SET PROBLEM:
Please reproduce the listing below word for word, leaving out the pictures.
--- start of EXERCISE MATERIALS ---
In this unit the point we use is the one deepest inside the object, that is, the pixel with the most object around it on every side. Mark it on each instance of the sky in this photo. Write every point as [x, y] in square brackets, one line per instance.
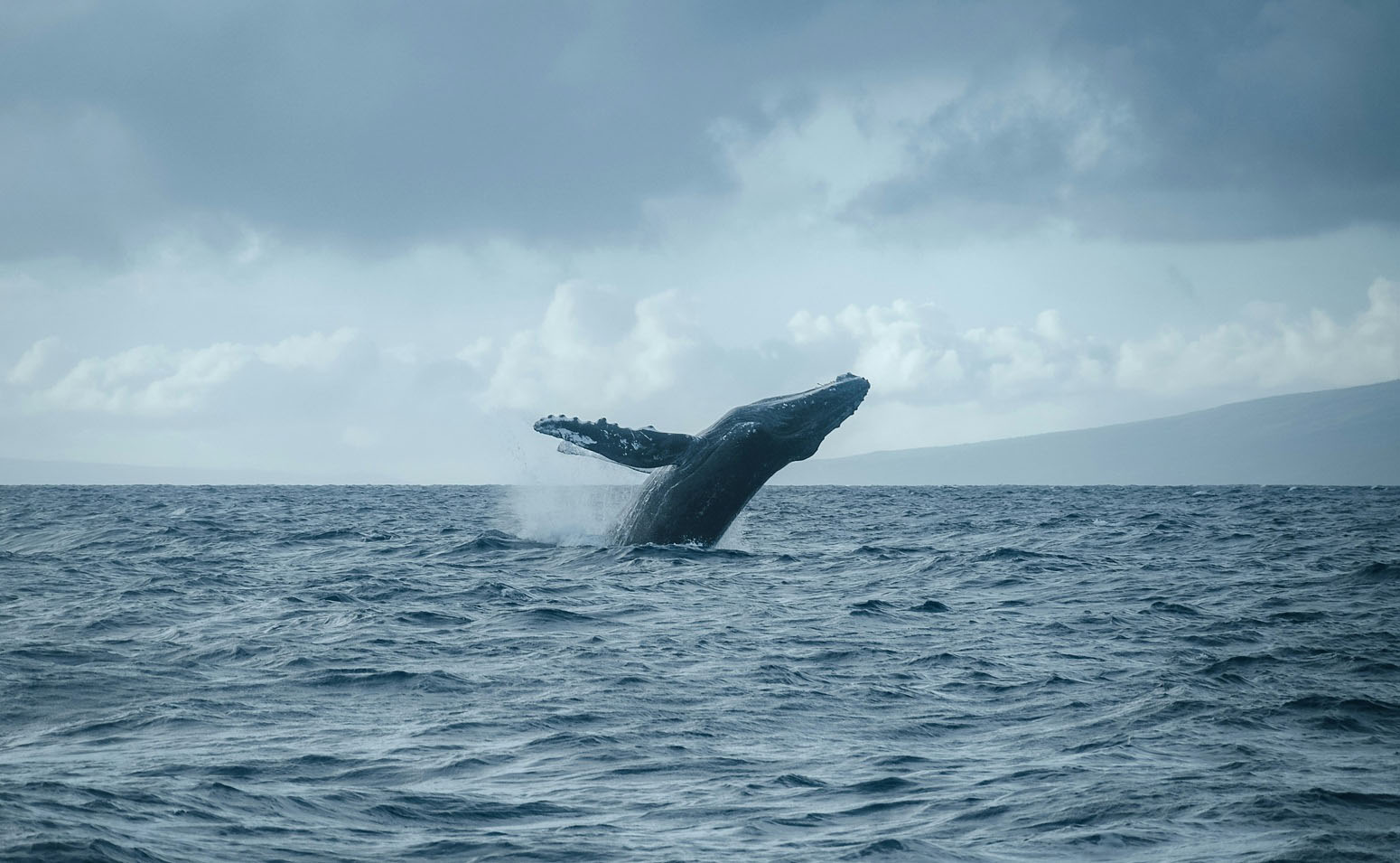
[369, 241]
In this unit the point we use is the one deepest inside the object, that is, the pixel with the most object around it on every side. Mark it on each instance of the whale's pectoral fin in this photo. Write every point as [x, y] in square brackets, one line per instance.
[633, 447]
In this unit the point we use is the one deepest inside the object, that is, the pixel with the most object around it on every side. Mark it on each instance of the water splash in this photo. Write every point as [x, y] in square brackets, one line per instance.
[565, 514]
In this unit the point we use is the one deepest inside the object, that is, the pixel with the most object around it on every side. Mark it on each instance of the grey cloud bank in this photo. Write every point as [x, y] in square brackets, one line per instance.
[379, 127]
[351, 239]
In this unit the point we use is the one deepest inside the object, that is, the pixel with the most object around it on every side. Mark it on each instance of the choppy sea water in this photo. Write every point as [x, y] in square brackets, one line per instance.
[910, 672]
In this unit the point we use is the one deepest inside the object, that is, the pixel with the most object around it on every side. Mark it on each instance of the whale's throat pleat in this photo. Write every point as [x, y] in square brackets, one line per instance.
[631, 447]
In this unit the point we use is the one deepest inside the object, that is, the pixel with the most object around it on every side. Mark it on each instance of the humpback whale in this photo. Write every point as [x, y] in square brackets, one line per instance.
[700, 483]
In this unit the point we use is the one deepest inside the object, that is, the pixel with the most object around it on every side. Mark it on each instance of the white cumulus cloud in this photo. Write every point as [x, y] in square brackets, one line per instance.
[590, 348]
[155, 380]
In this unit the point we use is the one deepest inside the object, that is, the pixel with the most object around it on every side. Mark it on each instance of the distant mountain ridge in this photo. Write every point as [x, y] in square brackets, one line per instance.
[1347, 436]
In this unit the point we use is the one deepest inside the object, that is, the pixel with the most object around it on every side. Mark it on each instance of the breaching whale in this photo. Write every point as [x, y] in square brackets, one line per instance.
[700, 483]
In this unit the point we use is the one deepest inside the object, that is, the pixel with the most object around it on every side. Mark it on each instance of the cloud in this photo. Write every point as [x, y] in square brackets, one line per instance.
[911, 355]
[31, 361]
[590, 348]
[1273, 352]
[374, 129]
[154, 380]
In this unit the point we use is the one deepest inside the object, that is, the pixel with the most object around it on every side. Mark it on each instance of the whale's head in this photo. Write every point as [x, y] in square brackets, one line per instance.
[794, 427]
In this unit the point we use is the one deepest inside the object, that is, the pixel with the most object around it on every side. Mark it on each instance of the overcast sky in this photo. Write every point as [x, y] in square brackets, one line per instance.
[373, 239]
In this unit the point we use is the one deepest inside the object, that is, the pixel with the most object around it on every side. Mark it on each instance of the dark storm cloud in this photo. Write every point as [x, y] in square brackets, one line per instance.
[377, 125]
[1224, 121]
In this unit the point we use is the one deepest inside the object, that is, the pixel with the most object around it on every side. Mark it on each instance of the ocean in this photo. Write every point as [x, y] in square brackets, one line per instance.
[453, 672]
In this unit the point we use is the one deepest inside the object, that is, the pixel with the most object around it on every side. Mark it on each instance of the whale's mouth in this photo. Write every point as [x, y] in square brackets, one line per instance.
[804, 419]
--- end of EXERCISE MATERIALS ---
SOLUTION TO THE EXERCISE:
In this unit the point we use is the one deepest inside the object, that is, the pixel with the most object around it on every side. Mark it on each instance of the sky in this photo. Write every point as [x, y] in square brackets, one line per instance.
[369, 241]
In this unit the point we use is the one deepest inside the object, that is, the pixel with the most object around it on every side. Mark it on each instance of the whale's pectoral fin in this photo. Write every point as [x, y] in square brackets, one line per instance.
[633, 447]
In this unit the point we use is the one deepest inside the object, that is, the pixel with the most object around it on every side. Mark it on each instance of the water splash in this photo. Write every point as [x, y] in square brackets, one line per instance.
[565, 514]
In this unit the point we use is the one deepest inside the object, that is, the pixel with the most object around it on every side. Mark it on each instance of the grey cloud bank in this photo. Write every point as [x, y] in square brackets, one line per instance.
[379, 127]
[351, 239]
In this unit the point we use is the one deepest inside the object, that is, the pixel with the most object around it on every side. Mark it on each instance of the choppy sea water in this photo. Write every point as [x, y] in square brackets, one line per instance.
[910, 672]
In this unit the point we use is the one deepest inside the object, that is, the pixel with the most object around it on every side. Mark it on each instance of the whale's throat pleat in this photo. Write every point as [x, y] in square brackets, one line per instance.
[631, 447]
In this unit the point we use is the one deepest inside the object, that is, the pixel with the most object around it on every side. Mark it on each instance of the humpback whale in this photo. Write every point as [x, y] in square brackets, one line per instance.
[700, 483]
In this unit the point we use is the one deepest inside the object, that is, the pixel with the most object around it on every side. Mark it on each instance of the white cumulus cloud in this photo. Write every point as [x, y] in square brackets, one line per instance.
[590, 348]
[155, 380]
In this unit the point we use is the one deepest inside the object, that is, the pixel with the most object around it on every side. Mark it on each instance of the distant mountain ridge in this photo. Write every point as [x, y] in square brackets, one line per instance.
[1347, 436]
In this unit the point we use is the one deepest inside the object, that is, the pixel with the most object around it on every side. Mark it on each instance of the breaching whale in this photo. Write every point as [x, y] in square brackets, one line per instance.
[700, 483]
In this unit the point we use is the one deepest inside the object, that is, the pixel with the most object around it on every side. Mark it on each instance of the cloud in this photo. Write every point as [x, y] in square brackets, one line per instance.
[911, 355]
[31, 361]
[590, 348]
[1273, 352]
[374, 129]
[154, 380]
In this unit the point we use is the one deepest inside the object, that is, the pixel with the most object around it on every side. Mark it on each instance of the whale's head in this photo. Write every point as [x, y] in square brackets, one line per instance.
[794, 427]
In this unit the point we use is the one deepest inside the object, that is, the pixel with the most object around it on every side. Mark it on each instance of the overcast sky in this photo. Write every point as [x, y] in square brackets, one line per instance.
[373, 239]
In this unit the point we use is the one deepest inside the object, that is, the pixel with the most object around it on every side. Mark it on each instance of the dark storm cloud in this photo. Write every point as [x, y] in square brackets, one line per instance.
[377, 125]
[1224, 121]
In this unit the point we use is the one deepest inside the object, that is, the pixel with the most object around it on every side. Mark it on each instance of the ocean in this photo. Write every point as [x, y] in square brackets, one line per instance.
[453, 672]
In this unit the point we use is the one deepest inside the object, that is, the pixel with the most object around it on every side. Mark it on each instance of the whale's mouth in this photo. Write every point as [x, y] in square brackets, one line per instance.
[804, 419]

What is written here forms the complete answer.